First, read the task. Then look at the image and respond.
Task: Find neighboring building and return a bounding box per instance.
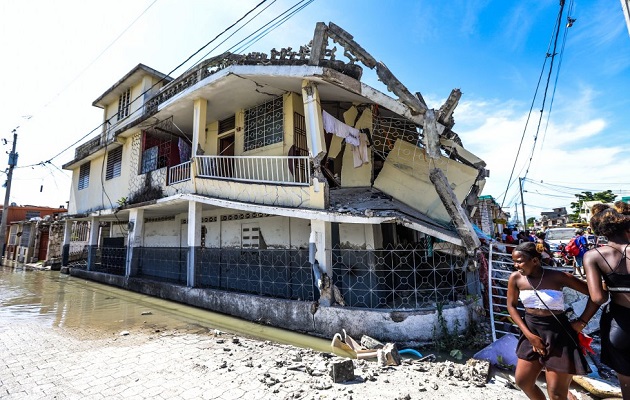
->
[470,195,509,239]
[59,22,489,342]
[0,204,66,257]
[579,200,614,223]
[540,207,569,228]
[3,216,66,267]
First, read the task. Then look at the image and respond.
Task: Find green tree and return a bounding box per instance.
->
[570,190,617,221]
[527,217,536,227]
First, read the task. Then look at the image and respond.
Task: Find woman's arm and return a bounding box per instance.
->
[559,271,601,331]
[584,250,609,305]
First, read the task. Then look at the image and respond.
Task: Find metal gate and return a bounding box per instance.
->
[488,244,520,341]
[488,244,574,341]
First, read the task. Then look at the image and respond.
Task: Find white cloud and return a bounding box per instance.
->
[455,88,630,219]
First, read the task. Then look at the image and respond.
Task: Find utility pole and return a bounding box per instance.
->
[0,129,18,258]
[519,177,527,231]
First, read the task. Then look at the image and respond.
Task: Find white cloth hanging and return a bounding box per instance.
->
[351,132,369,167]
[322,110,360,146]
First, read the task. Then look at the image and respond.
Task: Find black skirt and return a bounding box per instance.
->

┄┄┄┄┄┄┄┄┄┄┄┄┄┄┄┄┄┄┄┄

[Problem statement]: Leave out the pictures; repeat the data exactly.

[Answer area]:
First, read the task. Then look at the image and respond.
Task: Find neighboring building and return a bounding box per instance.
->
[470,195,509,239]
[59,22,489,342]
[0,204,66,257]
[579,200,614,223]
[540,207,569,228]
[3,216,66,267]
First, read the task. Then look at the image and respond.
Task: Find green tree and return a bounding box per instance.
->
[570,190,617,221]
[527,217,536,227]
First, read the task. Then look at the image and respond.
Task: Find woman's arm and return a bounding box per instance.
->
[559,271,601,331]
[584,250,609,305]
First, read the task. Then look at the image and respond.
Task: Find metal gate and return a bounding box per instance.
->
[488,244,520,341]
[488,244,574,341]
First, read the task. Then look at the image and respond.
Task: Find white cloud and return a bounding box per instance.
->
[455,88,630,219]
First, read the task. Then look at the image and respond.
Task: Find utility pole and return a bounding box per instance.
->
[0,129,18,258]
[519,177,527,231]
First, read the task. Then look at the image and respond.
Task: Find white cloth hanging and return a bounding box per instance.
->
[351,132,369,167]
[322,110,360,146]
First, read the task. Then look at the image and respond.
Task: Find black skirt and return a bounding box per instance.
->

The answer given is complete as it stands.